Extrait >>
>>>
Interview

David Numwami: ‘Je n’ai jamais eu envie de changer d’air’

Nicolas Alsteen
© BRUZZ
18/06/2021

Élégant, toujours souriant, David Numwami fausse compagnie à Sébastien Tellier et Charlotte Gainsbourg pour s'affirmer en solo. Entre pop moderne et chanson française, l'artiste bruxellois dévoile sa vision du monde : plaisir, délicatesse et extase à tous les étages.

David Numwami en quelques dates

1994. Naissance de David Nzeyimana au Rwanda, quelques mois avant le début du génocide.
2000. Premiers cours de solfège à Bruxelles.
2009. Le guitariste joue du Pink Floyd, du Frank Zappa ou The Allman Brothers dans un groupe de reprises.
2015. Publie un premier EP avec Le Colisée, un quatuor bruxellois branché mélodies éthérées.
2019. Enregistre l’album Concrete And Glass avec Nicolas Godin, la moitié du groupe Air.
2020. Le Bruxellois est sacré révélation de l’année lors des Red Bull Elektropedia Awards.
2021. Sort son album solo Numwami World.

Le retour du soleil, l’arrivée de l’été, le déconfinement : David Numwami sort de sa cachette au meilleur moment. Décontractée, chaleureuse et super rêveuse, sa musique se prête parfaitement à l’air du temps. Comme pour passer à autre chose, dilapider les frustrations et oublier les privations des derniers mois, les mélodies brodées sous la pochette de Numwami World distribuent des sourires au détour d’un piano ou d’une guitare en lévitation.

Dès les premières secondes du disque, une voix féminine invite d’ailleurs les auditeur.ice.s à pénétrer à l’intérieur de cette petite bulle de pop moderne. La voix en question évoque l’intelligence artificielle imaginée par Spike Jonze dans le film Her. Conçue pour tromper l’angoisse et feindre la passion, cette interface vocale venait rappeler une cruelle vérité : l’amour absolu s’adresse toujours à un partenaire fantasmé, à un être absent, mais ardemment désiré.

David Numwami - Beats! (Official)

David Numwami le sait mieux que quiconque. « Je suis né au Rwanda, une semaine avant le début du génocide », retrace le chanteur et multi-instrumentiste. « Pendant la guerre, j’ai perdu mon père. Heureusement, je ne me souviens de rien. J’étais trop petit. Pourtant, cet épisode a plané comme une ombre sur ma vie de famille. Mes sœurs et moi avons grandi sans notre papa, mais nous connaissons les raisons de son absence… Grandir en ayant une conscience aussi aiguë de la mort, c’est l’antithèse du bonheur. »
<<<
Consignes de travail >>
(a) Relevez toutes les années qui figurent dans la chronologie « David Numwami en quelques dates » de l'entretien.
(b) Reproduisez à l'identique le passage de l'entretien qui commence par « 2009. Le guitariste » et se poursuit jusqu'à « guitare en lévitation. ».
Le matériel placé plus bas n'intervient en rien dans ce travail.

Données fournies >>
>>>
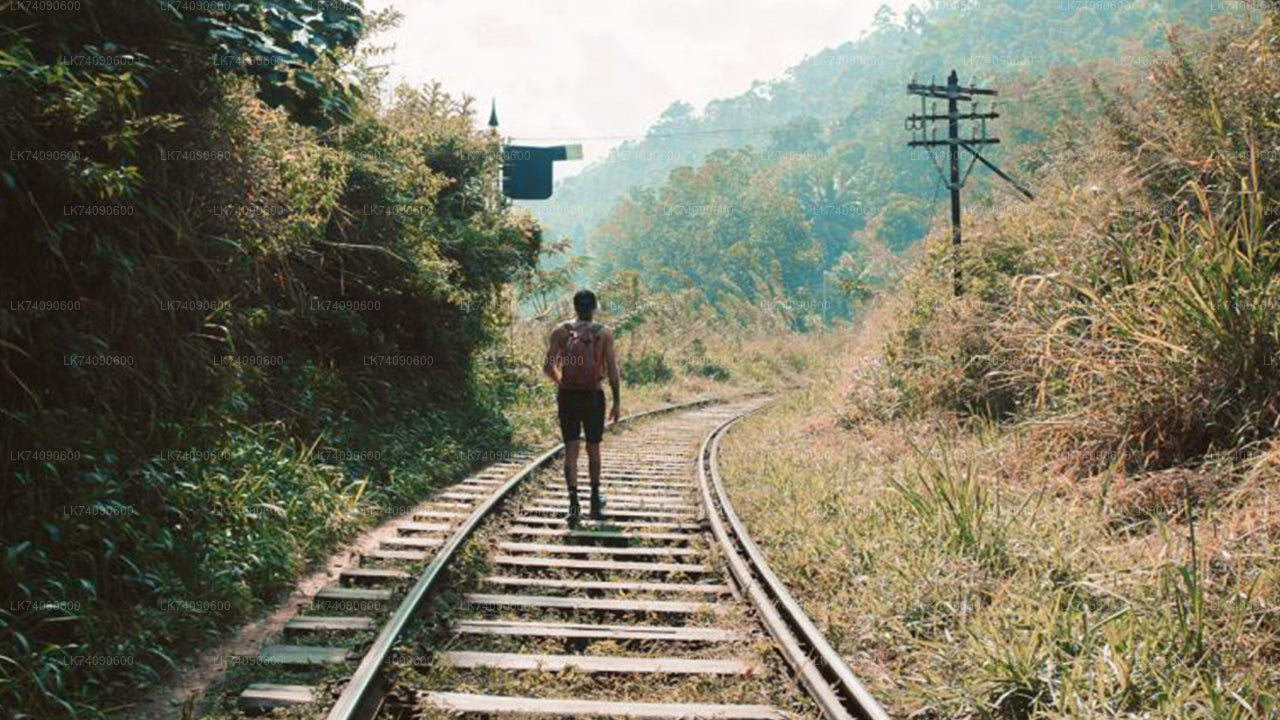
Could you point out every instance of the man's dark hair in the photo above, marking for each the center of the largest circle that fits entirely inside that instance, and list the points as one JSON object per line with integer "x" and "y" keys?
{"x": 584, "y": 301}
<<<
Réponses aux consignes >>
(a) 1994, 2000, 2009, 2015, 2019, 2020, 2021

(b)
2009. Le guitariste joue du Pink Floyd, du Frank Zappa ou The Allman Brothers dans un groupe de reprises.
2015. Publie un premier EP avec Le Colisée, un quatuor bruxellois branché mélodies éthérées.
2019. Enregistre l’album Concrete And Glass avec Nicolas Godin, la moitié du groupe Air.
2020. Le Bruxellois est sacré révélation de l’année lors des Red Bull Elektropedia Awards.
2021. Sort son album solo Numwami World.

Le retour du soleil, l’arrivée de l’été, le déconfinement : David Numwami sort de sa cachette au meilleur moment. Décontractée, chaleureuse et super rêveuse, sa musique se prête parfaitement à l’air du temps. Comme pour passer à autre chose, dilapider les frustrations et oublier les privations des derniers mois, les mélodies brodées sous la pochette de Numwami World distribuent des sourires au détour d’un piano ou d’une guitare en lévitation.